* **Supplied information**
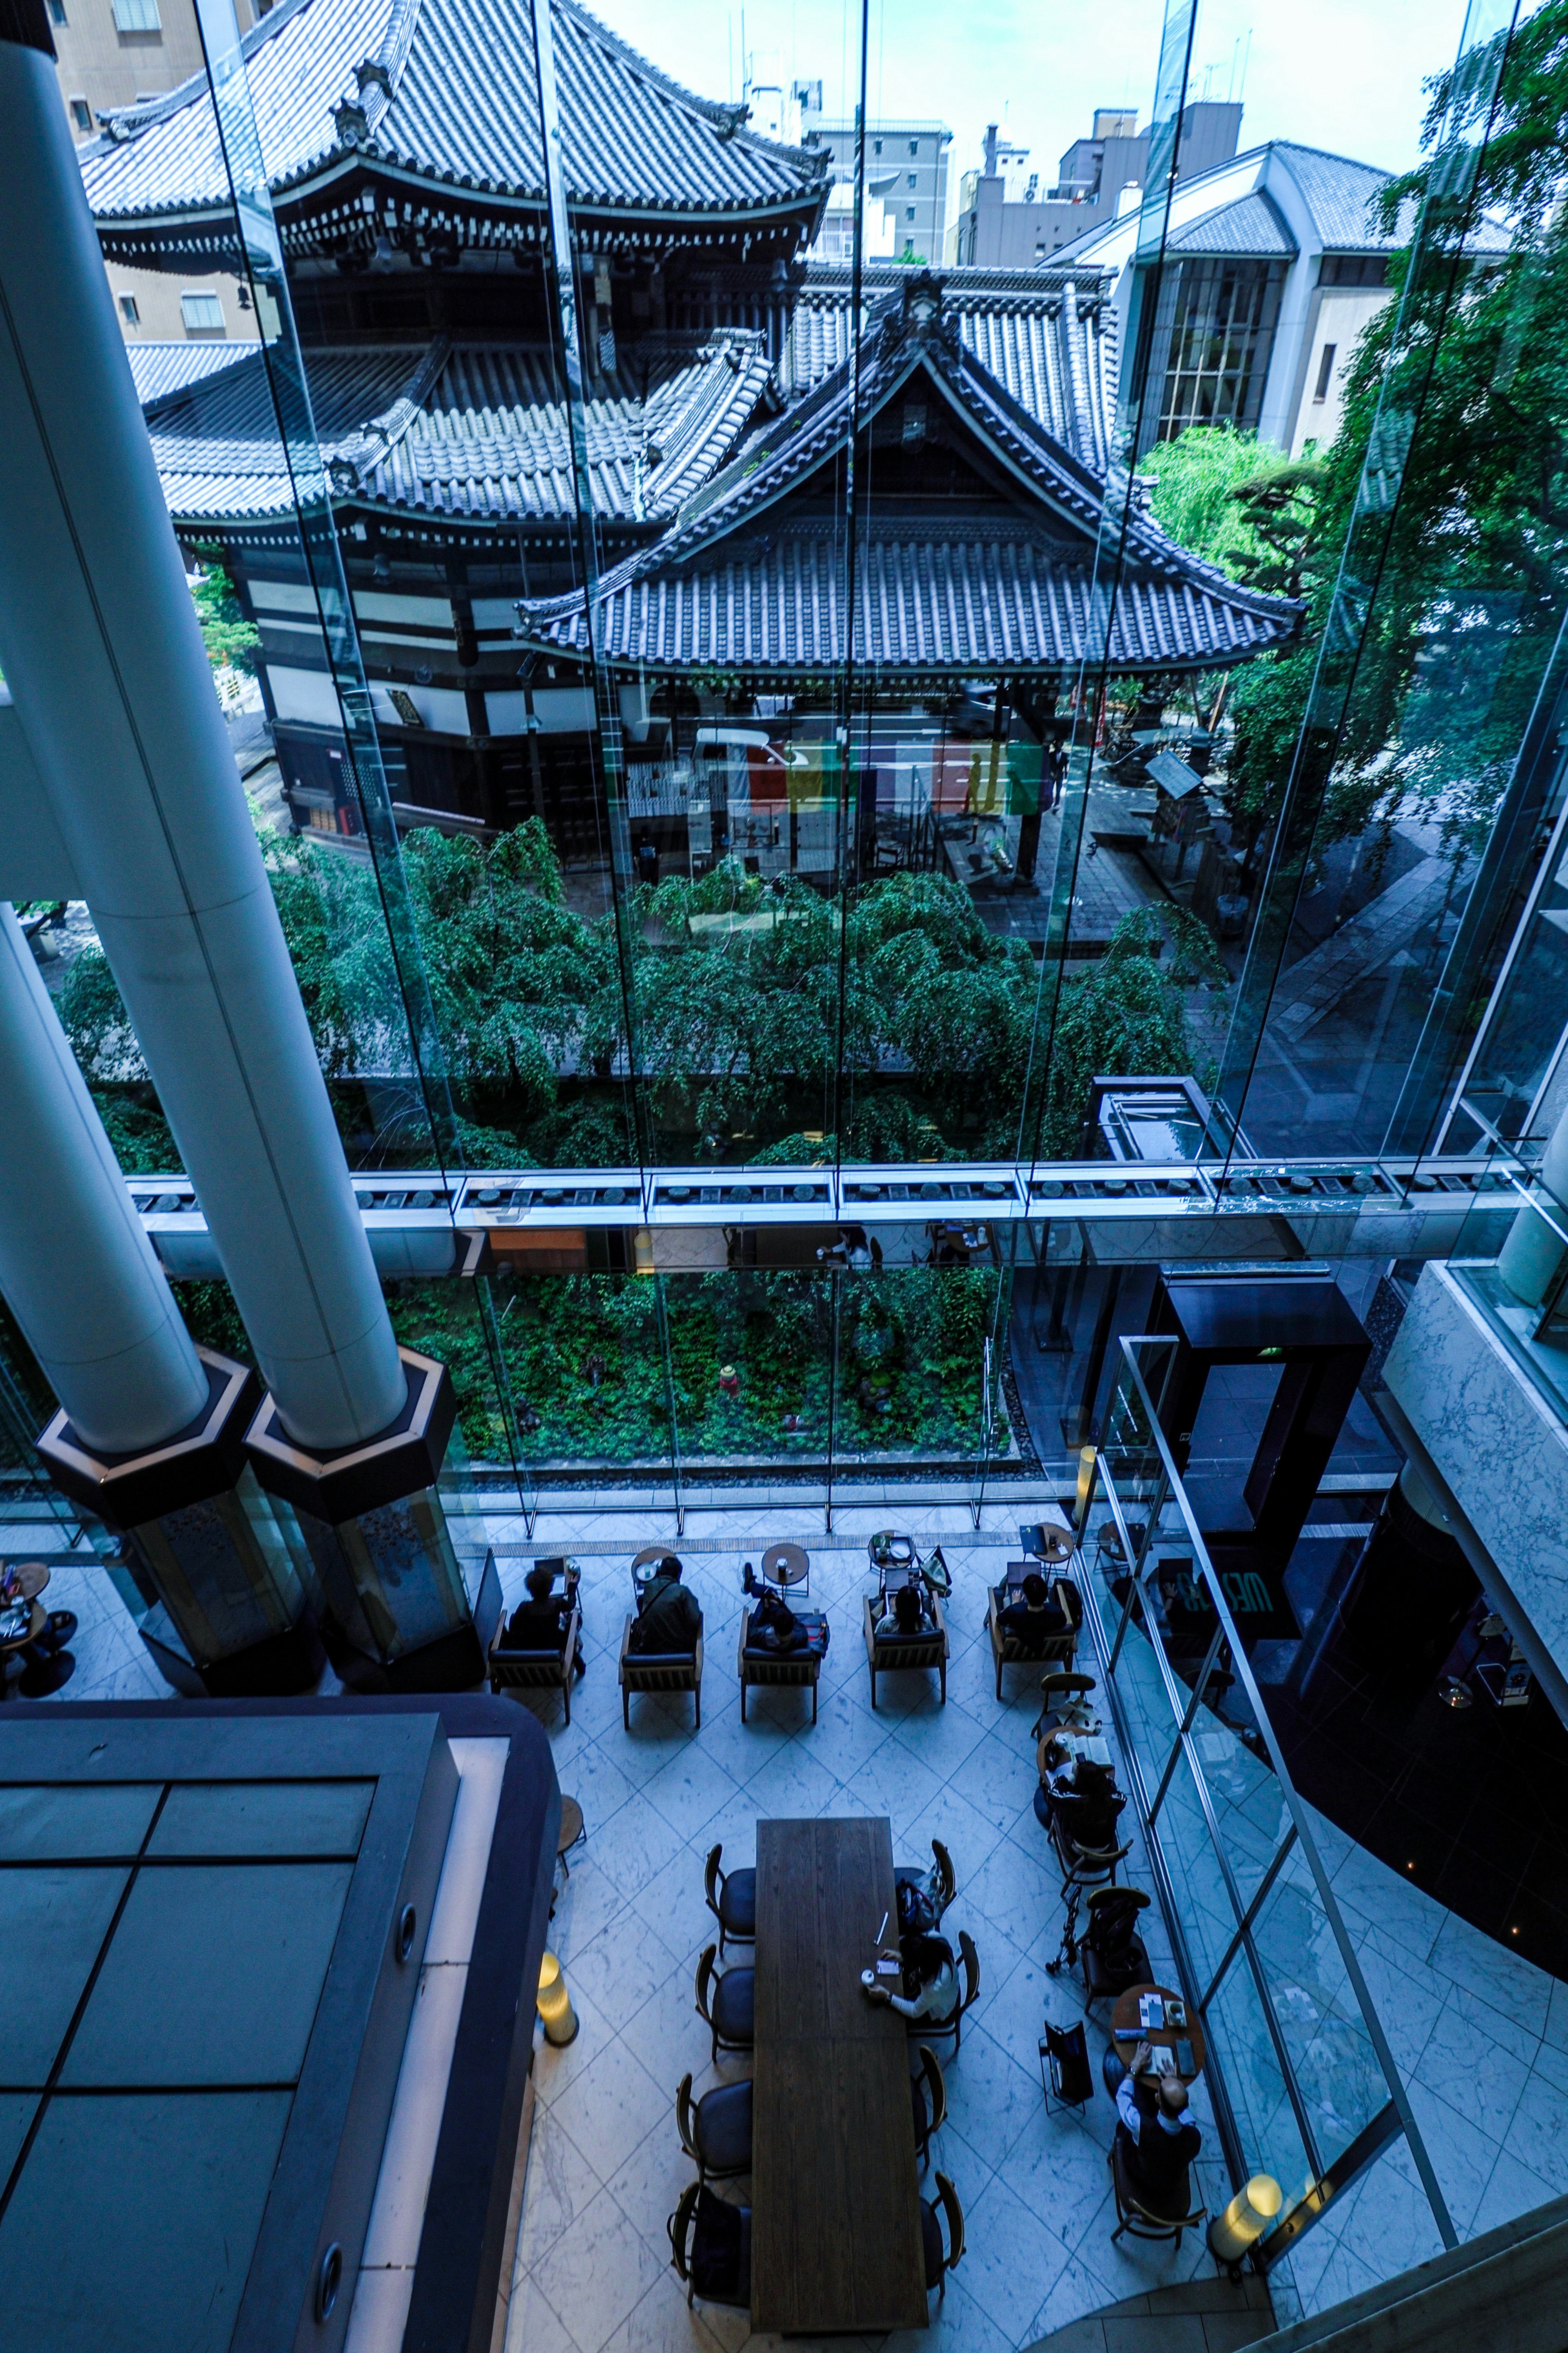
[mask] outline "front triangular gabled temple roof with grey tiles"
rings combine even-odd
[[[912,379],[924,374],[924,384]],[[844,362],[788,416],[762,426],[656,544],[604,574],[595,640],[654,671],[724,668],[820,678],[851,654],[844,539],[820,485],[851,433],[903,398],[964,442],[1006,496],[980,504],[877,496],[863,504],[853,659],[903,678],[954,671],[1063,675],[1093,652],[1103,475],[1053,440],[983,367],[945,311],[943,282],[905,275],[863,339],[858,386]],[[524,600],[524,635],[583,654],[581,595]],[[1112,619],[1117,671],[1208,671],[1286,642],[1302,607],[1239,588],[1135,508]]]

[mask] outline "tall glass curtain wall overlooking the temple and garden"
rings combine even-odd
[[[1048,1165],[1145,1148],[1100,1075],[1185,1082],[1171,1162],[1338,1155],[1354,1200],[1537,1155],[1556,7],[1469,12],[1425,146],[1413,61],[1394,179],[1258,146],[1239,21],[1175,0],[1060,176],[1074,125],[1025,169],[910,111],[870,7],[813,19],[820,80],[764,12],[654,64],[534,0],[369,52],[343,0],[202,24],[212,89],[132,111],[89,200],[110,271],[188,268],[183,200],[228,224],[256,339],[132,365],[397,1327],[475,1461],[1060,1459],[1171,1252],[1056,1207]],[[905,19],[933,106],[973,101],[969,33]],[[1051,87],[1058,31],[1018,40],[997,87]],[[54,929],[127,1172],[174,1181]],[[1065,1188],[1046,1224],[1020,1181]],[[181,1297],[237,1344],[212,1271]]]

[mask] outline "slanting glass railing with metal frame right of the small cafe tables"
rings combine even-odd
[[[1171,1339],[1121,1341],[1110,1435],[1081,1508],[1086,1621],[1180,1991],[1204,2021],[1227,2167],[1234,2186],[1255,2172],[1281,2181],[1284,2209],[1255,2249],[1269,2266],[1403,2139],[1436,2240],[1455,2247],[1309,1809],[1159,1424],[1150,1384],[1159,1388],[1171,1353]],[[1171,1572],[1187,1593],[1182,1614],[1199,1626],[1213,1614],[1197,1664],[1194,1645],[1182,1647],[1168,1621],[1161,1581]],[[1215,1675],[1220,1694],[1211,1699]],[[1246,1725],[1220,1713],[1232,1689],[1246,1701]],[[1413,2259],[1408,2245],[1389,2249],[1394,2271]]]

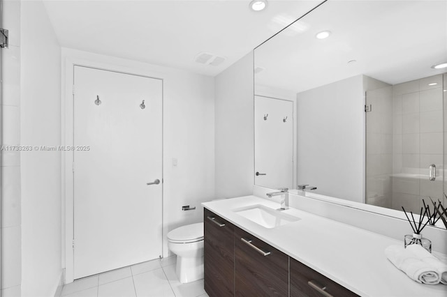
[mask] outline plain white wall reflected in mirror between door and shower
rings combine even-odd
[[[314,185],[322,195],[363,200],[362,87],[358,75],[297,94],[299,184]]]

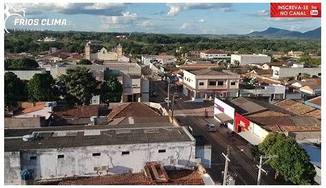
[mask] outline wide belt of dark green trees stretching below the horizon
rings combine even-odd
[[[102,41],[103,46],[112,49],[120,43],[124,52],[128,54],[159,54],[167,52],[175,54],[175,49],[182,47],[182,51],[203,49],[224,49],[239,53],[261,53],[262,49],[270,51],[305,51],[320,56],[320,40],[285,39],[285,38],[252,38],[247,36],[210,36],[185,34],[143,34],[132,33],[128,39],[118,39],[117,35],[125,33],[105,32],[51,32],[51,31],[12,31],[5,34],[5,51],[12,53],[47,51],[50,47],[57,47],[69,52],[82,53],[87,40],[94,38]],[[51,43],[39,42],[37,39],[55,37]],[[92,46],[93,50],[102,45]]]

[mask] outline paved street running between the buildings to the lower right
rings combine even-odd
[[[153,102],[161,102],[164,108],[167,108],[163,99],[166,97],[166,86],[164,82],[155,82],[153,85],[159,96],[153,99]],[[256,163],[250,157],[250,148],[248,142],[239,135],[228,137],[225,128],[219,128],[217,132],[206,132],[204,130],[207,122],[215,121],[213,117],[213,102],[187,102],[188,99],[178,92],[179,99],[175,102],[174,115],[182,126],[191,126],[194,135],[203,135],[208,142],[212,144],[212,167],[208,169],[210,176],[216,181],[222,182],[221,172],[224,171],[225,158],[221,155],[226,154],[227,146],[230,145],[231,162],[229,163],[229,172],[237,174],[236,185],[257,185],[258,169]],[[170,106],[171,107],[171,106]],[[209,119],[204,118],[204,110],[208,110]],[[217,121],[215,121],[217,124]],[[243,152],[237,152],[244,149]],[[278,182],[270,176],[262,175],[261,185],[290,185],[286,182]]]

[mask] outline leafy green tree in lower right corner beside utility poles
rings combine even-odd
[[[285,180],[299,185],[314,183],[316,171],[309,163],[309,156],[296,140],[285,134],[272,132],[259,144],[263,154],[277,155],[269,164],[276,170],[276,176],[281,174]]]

* **Problem**
Show the lines of the data that hold the word "temple".

* **Written response**
[mask] outline "front triangular gabled temple roof with grey tiles"
[mask] outline "tall glass curtain wall overlooking the temple and garden"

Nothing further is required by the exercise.